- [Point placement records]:

--- START ---

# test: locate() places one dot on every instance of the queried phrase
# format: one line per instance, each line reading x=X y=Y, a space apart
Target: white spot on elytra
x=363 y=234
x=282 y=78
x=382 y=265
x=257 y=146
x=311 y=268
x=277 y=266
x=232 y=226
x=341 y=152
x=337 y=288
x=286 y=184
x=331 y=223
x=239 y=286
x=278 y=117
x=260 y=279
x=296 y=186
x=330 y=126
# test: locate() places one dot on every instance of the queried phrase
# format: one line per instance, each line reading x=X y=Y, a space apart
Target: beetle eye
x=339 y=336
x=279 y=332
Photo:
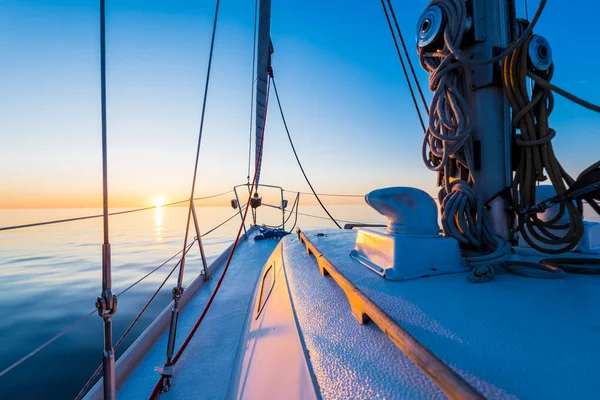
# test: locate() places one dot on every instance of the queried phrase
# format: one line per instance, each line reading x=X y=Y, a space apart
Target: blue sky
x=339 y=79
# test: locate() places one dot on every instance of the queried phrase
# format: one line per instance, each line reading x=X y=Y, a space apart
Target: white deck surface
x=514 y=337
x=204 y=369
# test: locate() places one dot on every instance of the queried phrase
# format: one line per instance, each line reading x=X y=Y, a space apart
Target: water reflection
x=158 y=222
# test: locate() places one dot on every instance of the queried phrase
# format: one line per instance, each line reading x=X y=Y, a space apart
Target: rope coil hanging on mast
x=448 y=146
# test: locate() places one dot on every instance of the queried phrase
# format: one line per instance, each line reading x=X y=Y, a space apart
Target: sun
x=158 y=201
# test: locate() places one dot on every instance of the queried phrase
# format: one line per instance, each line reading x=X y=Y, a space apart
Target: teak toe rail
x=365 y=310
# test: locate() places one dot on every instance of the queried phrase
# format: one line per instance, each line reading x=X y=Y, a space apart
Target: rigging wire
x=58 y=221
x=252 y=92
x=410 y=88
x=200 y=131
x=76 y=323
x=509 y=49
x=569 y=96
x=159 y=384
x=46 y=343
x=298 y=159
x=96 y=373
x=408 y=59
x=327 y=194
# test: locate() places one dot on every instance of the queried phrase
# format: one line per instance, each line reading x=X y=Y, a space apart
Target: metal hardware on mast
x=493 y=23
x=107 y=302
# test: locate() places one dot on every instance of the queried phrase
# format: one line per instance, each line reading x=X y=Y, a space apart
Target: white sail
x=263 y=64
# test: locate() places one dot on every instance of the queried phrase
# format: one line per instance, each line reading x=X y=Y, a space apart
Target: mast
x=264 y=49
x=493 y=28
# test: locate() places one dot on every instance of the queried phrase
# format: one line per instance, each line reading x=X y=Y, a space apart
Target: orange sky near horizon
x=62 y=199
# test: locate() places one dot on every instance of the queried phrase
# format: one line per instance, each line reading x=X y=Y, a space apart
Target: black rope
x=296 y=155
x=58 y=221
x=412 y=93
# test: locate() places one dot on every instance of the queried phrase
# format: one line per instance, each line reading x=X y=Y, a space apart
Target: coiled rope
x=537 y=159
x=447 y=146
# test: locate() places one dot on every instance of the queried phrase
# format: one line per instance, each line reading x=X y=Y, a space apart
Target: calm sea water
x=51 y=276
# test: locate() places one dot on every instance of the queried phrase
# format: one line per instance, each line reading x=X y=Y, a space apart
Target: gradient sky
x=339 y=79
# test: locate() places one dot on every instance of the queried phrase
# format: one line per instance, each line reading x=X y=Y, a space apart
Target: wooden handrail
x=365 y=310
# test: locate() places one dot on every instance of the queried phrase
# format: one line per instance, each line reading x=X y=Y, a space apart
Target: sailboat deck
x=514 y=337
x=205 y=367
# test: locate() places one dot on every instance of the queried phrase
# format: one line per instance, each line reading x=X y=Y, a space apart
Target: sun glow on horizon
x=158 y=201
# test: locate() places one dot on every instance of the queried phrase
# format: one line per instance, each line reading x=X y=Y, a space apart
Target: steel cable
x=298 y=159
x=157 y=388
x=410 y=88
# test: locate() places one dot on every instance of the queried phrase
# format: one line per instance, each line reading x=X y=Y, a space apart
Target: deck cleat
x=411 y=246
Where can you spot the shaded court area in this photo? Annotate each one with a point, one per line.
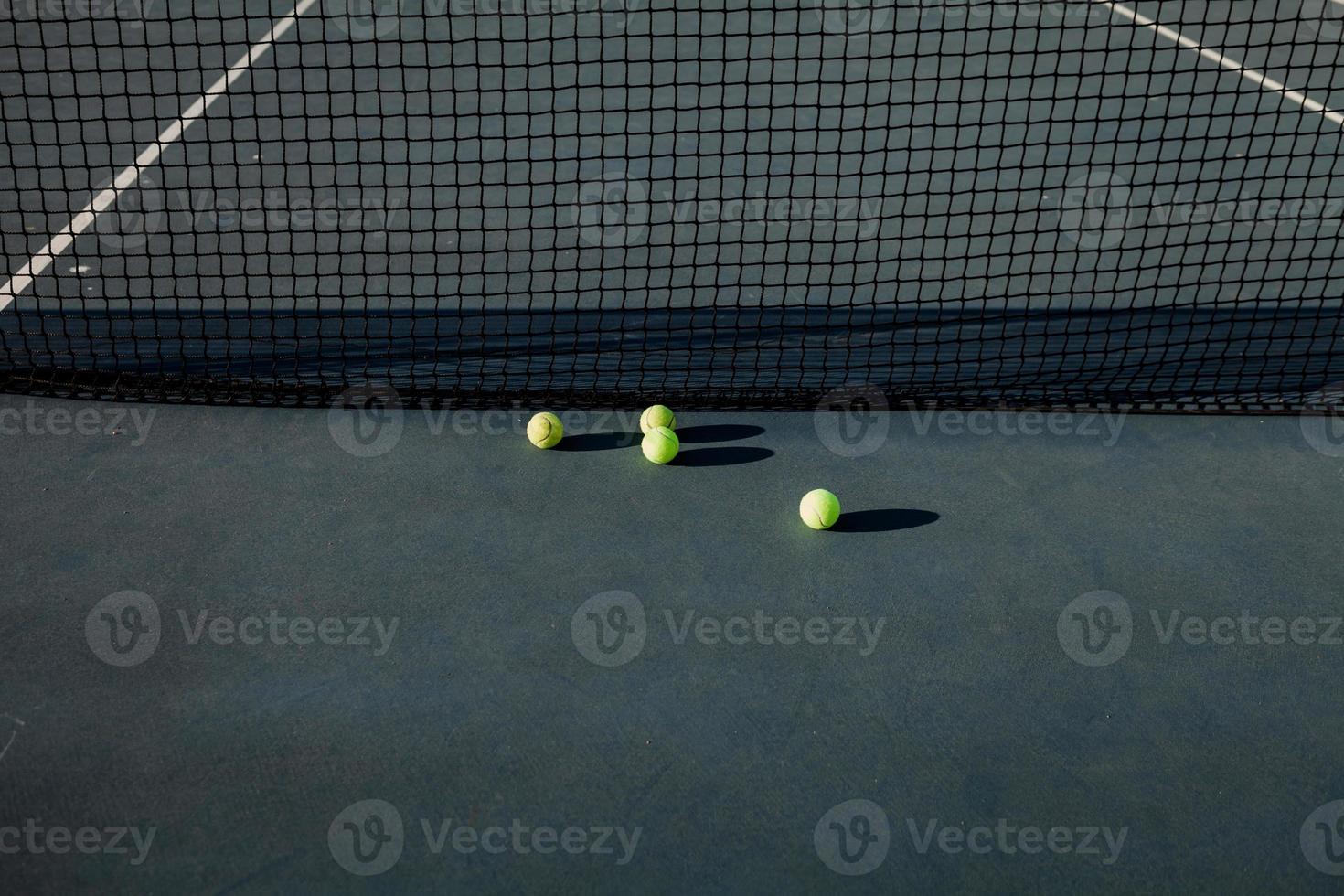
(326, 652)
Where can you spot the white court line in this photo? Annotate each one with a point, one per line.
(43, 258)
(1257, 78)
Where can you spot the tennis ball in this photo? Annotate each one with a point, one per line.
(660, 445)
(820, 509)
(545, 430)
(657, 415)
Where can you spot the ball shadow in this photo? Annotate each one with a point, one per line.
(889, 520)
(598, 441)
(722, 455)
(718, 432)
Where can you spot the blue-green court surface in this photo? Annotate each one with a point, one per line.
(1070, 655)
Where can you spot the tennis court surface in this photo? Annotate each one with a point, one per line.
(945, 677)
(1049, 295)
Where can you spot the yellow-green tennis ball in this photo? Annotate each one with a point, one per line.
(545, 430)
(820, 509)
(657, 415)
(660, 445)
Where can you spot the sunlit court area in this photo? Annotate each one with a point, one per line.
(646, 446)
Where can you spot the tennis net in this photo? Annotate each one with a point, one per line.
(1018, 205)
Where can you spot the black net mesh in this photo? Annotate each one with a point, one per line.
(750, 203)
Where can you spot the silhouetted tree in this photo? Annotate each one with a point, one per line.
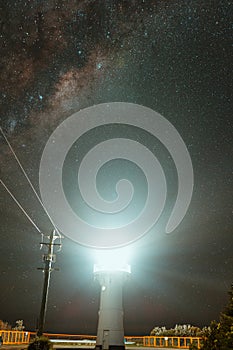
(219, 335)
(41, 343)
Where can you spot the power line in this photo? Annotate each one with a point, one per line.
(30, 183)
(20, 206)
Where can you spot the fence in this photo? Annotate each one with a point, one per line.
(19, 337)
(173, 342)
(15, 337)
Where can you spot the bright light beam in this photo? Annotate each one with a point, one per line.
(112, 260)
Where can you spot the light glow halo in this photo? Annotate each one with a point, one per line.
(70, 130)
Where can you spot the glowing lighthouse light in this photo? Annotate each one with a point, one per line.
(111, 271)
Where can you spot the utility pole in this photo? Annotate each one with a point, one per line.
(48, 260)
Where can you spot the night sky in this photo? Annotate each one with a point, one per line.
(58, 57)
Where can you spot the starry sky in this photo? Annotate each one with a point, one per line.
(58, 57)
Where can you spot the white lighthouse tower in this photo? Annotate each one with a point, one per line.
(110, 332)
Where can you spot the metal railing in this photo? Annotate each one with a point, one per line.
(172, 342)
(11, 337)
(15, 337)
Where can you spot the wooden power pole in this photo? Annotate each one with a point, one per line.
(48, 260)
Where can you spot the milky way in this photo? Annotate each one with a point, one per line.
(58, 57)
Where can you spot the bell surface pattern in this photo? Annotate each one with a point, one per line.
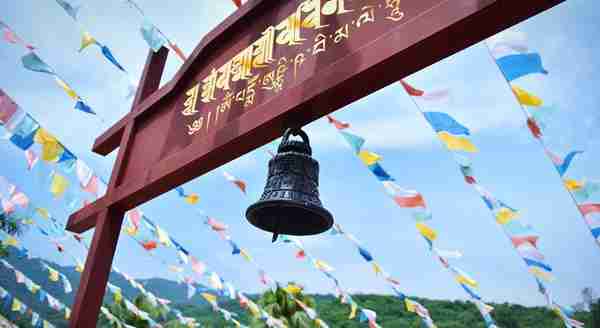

--- END ---

- [Request]: Without the pictures, print the whole listing exactly as given.

- [Response to this task]:
# test: locate() places one dot on every instance of the queried phrase
# format: one line per instance, each line reading x=X y=Y, a space apart
Target: white spot on elytra
x=363 y=234
x=282 y=78
x=382 y=265
x=257 y=146
x=311 y=268
x=277 y=266
x=232 y=226
x=341 y=152
x=337 y=288
x=286 y=184
x=331 y=223
x=239 y=286
x=278 y=117
x=260 y=279
x=296 y=186
x=330 y=126
# test: locate() places one dot on every instance of the queried phrase
# format: one line per instance, each line reading x=X y=Y, a space apart
Target: beetle eye
x=339 y=336
x=279 y=332
Photo:
# test: locate() places one dot on every instance of the queried phrase
# format: one line per instance, each line reading x=X y=Y, a space apart
Target: blue sky
x=339 y=79
# test: locate() places one dot on every instance of the queried phrase
# format: one line per instance, each line reading x=X y=Y, a space apart
Target: white deck surface
x=514 y=337
x=204 y=369
# test: locate() places one dot on every instance of the queried phrase
# format: one line per instance, each line reading x=X y=Y, a space apart
Target: water reflection
x=158 y=222
# test: locate() places one dot on every instance of the queried phrase
# format: one line per instance, each line reading x=X y=Y, a space apart
Target: rope coil hanging on mast
x=448 y=146
# test: locate() places one dot on every instance of the queried phrase
# format: one line per instance, each line reading x=X y=Y, a space apart
Target: sun
x=158 y=201
# test: locate() places one dot on every instance of the queried phrase
# format: one line per instance, each line reading x=X y=Y, a space apart
Target: teak toe rail
x=365 y=310
# test: locate() places one dot on every instance of the queried phrase
# format: one line per instance, each line reading x=X y=Y, a space apart
Target: rigging wire
x=58 y=221
x=252 y=92
x=410 y=88
x=200 y=131
x=76 y=323
x=509 y=49
x=569 y=96
x=159 y=384
x=46 y=343
x=298 y=159
x=96 y=373
x=408 y=59
x=327 y=194
# test: locate() places one dot on every instance of the queried phrase
# format: one line per instance, each line reading x=X y=Y, a space apart
Target: metal hardware on mast
x=493 y=23
x=107 y=302
# test: locate() places one dot on every instance of the queried phrase
# format: one line per instance, each line reading x=X y=Y, a space apart
Target: white sail
x=263 y=64
# test: locate() places one dot on every instance of the queried phrase
# format: one line per instance, each line reading x=X y=Y, a space apart
Target: mast
x=264 y=49
x=493 y=28
# test: locate() places one dot on every instance of the queried phrase
# format: one line per instance, each line reading x=X y=Y, a space apart
Target: orange sky near horizon
x=62 y=199
# test: locate() places one dot on every instance of the queried phrase
# format: one line per instance, each line reading x=X y=Y, a space apart
Target: black rope
x=296 y=155
x=58 y=221
x=412 y=93
# test: locate() places one dot on every instance of the queried phrase
# format: one line per instance, each line reading x=X y=Y, a space apart
Target: coiled rope
x=537 y=159
x=447 y=146
# test: locate() places one dot on every instance of the queried phrase
# format: one line per instance, each line reading x=X y=Y, a space apart
Target: calm sea water
x=51 y=276
# test: locate() places one dot on every instance of the queried phrase
# format: one line per instance, each line reading x=X y=Y, a space apart
Target: gradient sky
x=339 y=79
# test: locate() places one dot on every instance of the queried phrase
# format: one line per instance, each line reading x=X y=Y, a space apart
Target: wooden handrail
x=365 y=310
# test: locate() places one dot on every instance of the queried phrase
# format: one line per instance, each line reading x=X y=Y, a space apart
Target: sailboat deck
x=514 y=337
x=205 y=367
# test: locate() places one dot on every instance of the queried phrase
# format: one line per instance, each line reading x=X y=Y, a space apart
Target: sun glow on horizon
x=158 y=201
# test: locate() places one dot on every instance of the queried phrase
# format: one line per instance, each line reading x=X y=Y, a space apart
Target: steel cable
x=298 y=159
x=157 y=388
x=410 y=88
# test: locate() places one dot on every instance of the queried phrase
# format: one line per instance, each line reading x=X y=Y, a space apart
Target: deck cleat
x=411 y=246
Where can you spot the shaded court area in this photo? Annotate each one with a point, one per line.
(326, 652)
Where can you spot the white court line in this photo? Annotate each one with a point, one per line.
(43, 258)
(1257, 78)
Where can you spot the tennis ball in this photo? Annotate each one with a point, one per line.
(660, 445)
(820, 509)
(545, 430)
(657, 415)
Where can you spot the ball shadow in this photo? Annotate each one with a point, one per line.
(889, 520)
(598, 441)
(722, 455)
(718, 432)
Where can you spot the blue-green court surface in this photo? Annotate each one with a point, one per line.
(1070, 655)
Where can you spot the tennis court surface in this photo? Annotate each one with a point, one per line.
(945, 677)
(1049, 295)
Where can you spot the yellow-green tennis ball in this photo? Annotate each one with a point, one per line.
(545, 430)
(820, 509)
(657, 415)
(660, 445)
Where can you spot the sunlit court area in this photo? Annotate each one with a point, one per line.
(646, 446)
Where can you spot the tennis net in this photo? Annotate each one with a point, one per line.
(1018, 205)
Where can you spot the black net mesh in this photo? Annotate each one with a point, one per line.
(750, 203)
Where can you spot the silhouetted tree in this photo? Annotate each one with a point, one per line.
(219, 335)
(41, 343)
Where can you spot the power line in this photo? Annotate each one with a point, one per line.
(30, 183)
(20, 206)
Where can you spot the fence in this photo? Annotate each one with a point, one per line.
(19, 337)
(173, 342)
(15, 337)
Where can you spot the bright light beam in this photo? Annotate each one with a point, one per line.
(112, 260)
Where can you spot the light glow halo in this photo? Annotate each one with a point, one per line.
(70, 130)
Where can you spot the glowing lighthouse light in this photo? Annotate each one with a point, one per line.
(111, 271)
Where can you spot the utility pole in this photo? Annotate each one with a point, one per line.
(48, 260)
Where can you spot the night sky in this photo? Annotate each one with a point, one per line.
(58, 57)
Where can you spot the starry sky in this photo? Annotate each one with a point, one per line.
(58, 57)
Where can you spot the white lighthouse tower in this photo? Annotate each one with a point, one per line.
(110, 332)
Where can you spot the metal railing in this photo? Annotate each one with a point, one per line.
(172, 342)
(11, 337)
(15, 337)
Where can you spot the wooden power pole in this photo? Annotate each one with a point, one per line.
(48, 260)
Where can you spot the milky way in this photo? Annotate each one with a point, one per line.
(58, 57)
Where can you spot the bell surface pattern in this photo? Annotate each one with a point, one per line.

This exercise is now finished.